Задание 1
Проверьте по отрывку о Тасе и Михаиле, верны ли три утверждения ниже. На каждое ответьте «да» или «нет» и приведите решающие слова из отрывка дословно.
(а) Михаил долго служил во владикавказском госпитале.
(б) В Грозном им дали комнату.
(в) Подруга Таси из Саратова носила фамилию Мейерович.
Задание 2
Переведите на английский это предложение из отрывка о Тасе и Михаиле: «На землях ингушей специально размещались казацкие станицы, с чем не хотели мириться ингуши, и до сих пор этот конфликт полностью не исчерпан».
Задание 3
Ответьте по отрывку о Тасе и Михаиле на три коротких вопроса:
(а) Кем служила Роза Финкельштейн?
(б) Куда направили Михаила из владикавказского госпиталя?
(в) Почему Михаилу дали винтовку?

Отрывок текста

-.-.-

Роза Финкельштейн служила связью между Петровским ЦИКом и засевшими в горах повстанцами-большевиками».
– Восемь женщин, а среди них почему-то выделили еврейку? – искренне удивилась Тася. – У меня в Саратове была подруга, Мейерович, она не пошла бы за большевиками.
– Она – совсем другое дело. Ей было разрешено учиться в гимназии, она вошла в процент, и семья жила в большом культурном городе. А те евреи, что из местечек, из черты оседлости, им большевики пообещали равные права с нами, и многие из них поддержат революцию, и рьяно. Вот увидишь! И больше не грусти без причины, Тася. Договорились?
– Не буду, – улыбнулась Тася, – я сама не знаю, почему взгрустнулось. К тому же в такой счастливый день! – воскликнула она, а про себя подумала, что из-за того омрачилась, что боится потерять свое счастье, вспомнила, как Михаил заезжал к помещице в Никольском, вдруг приревновала его к ней, хотя Никольское навсегда ушло из их жизни и оттуда до Владикавказа вряд ли сейчас доберешься. Впрочем, она бы к Мише постаралась добраться хоть с края света.
Во владикавказском госпитале Михаил служил недолго, всего несколько дней, и, как вспоминает Татьяна Николаевна, «его направили в Грозный, в перевязочный отряд. В Грозном мы пришли в какую-то контору, там нам дали комнату. И вот надо ехать в перевязочный отряд, смотреть. Поехали вместе. Ну, возница, лошадь… И винтовку ему дают, Булгакову, потому что надо полями кукурузными ехать, а в кукурузе ингуши прятались и могли напасть».
Здесь я прерву монолог героини, чтобы объяснить неприязнь ингушей к белым, к добровольцам. Это отголоски покорения царскими войсками Кавказа. На землях ингушей специально размещались казацкие станицы, с чем не хотели мириться ингуши, и до сих пор этот конфликт полностью не исчерпан.

-.-.-

Исходные данные
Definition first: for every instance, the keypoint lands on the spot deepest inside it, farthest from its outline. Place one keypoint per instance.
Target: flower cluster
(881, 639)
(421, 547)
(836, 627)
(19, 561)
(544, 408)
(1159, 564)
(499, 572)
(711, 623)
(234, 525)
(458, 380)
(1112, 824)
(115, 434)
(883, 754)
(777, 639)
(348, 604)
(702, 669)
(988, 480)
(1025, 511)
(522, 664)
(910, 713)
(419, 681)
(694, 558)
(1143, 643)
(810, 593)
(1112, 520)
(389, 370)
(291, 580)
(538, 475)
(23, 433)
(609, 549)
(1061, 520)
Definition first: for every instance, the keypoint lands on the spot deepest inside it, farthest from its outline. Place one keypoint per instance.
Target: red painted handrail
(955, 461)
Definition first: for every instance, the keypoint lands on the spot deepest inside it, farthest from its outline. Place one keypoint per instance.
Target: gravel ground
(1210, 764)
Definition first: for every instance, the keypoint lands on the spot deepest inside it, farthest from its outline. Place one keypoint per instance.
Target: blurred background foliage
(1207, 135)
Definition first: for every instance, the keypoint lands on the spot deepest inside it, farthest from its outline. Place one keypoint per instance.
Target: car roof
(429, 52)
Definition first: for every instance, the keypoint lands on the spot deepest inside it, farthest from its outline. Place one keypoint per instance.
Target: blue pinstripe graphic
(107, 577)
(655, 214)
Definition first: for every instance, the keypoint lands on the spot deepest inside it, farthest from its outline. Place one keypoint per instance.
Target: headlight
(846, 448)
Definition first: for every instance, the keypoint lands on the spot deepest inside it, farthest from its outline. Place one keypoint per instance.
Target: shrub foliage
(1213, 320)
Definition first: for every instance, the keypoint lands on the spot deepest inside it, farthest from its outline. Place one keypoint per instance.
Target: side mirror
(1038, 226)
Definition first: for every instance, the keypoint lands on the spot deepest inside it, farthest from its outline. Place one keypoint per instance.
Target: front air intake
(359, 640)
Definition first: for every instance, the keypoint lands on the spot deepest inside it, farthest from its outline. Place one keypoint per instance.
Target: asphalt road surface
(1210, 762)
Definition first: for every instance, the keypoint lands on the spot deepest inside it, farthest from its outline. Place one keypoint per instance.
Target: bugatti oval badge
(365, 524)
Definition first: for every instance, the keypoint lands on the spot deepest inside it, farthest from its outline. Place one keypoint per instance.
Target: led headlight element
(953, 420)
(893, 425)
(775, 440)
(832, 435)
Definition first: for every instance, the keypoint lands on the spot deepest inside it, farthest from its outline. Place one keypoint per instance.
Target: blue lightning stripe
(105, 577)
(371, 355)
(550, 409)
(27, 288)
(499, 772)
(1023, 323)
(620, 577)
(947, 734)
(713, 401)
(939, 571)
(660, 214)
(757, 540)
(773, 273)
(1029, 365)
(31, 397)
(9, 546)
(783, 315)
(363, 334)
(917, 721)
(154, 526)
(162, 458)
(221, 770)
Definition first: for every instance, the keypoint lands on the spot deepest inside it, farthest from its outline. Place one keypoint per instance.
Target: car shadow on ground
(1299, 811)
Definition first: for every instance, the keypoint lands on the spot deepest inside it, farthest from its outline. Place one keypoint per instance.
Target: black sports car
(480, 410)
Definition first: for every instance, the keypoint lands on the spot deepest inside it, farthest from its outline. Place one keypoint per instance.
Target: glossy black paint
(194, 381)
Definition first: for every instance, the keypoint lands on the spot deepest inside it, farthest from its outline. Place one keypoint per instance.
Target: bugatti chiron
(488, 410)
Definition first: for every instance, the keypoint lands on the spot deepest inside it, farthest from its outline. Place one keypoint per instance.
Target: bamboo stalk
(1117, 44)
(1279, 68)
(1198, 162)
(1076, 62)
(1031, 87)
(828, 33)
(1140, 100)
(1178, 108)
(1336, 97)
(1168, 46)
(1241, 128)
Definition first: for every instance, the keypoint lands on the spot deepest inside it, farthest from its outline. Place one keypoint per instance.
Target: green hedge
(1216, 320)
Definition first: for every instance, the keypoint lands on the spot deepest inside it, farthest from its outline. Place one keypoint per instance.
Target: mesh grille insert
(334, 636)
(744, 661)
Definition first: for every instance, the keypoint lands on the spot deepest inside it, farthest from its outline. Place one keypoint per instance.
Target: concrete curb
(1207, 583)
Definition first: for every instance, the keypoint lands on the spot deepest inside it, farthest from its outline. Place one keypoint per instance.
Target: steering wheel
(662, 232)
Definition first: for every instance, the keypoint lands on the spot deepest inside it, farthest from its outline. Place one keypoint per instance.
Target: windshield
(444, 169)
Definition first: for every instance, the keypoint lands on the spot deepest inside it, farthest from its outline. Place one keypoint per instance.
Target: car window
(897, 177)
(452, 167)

-.-.-

Ответ 1
(а) Нет: «Во владикавказском госпитале Михаил служил недолго, всего несколько дней».
(б) Да: «там нам дали комнату».
(в) Да: «У меня в Саратове была подруга, Мейерович».

Ответ 2
Cossack settlements were deliberately placed on Ingush lands, which the Ingush did not want to accept, and this conflict has still not been fully resolved.

Ответ 3
(а) Связью между Петровским ЦИКом и засевшими в горах повстанцами-большевиками.
(б) В Грозный, в перевязочный отряд.
(в) Ехать надо было кукурузными полями, а в кукурузе прятались ингуши и могли напасть.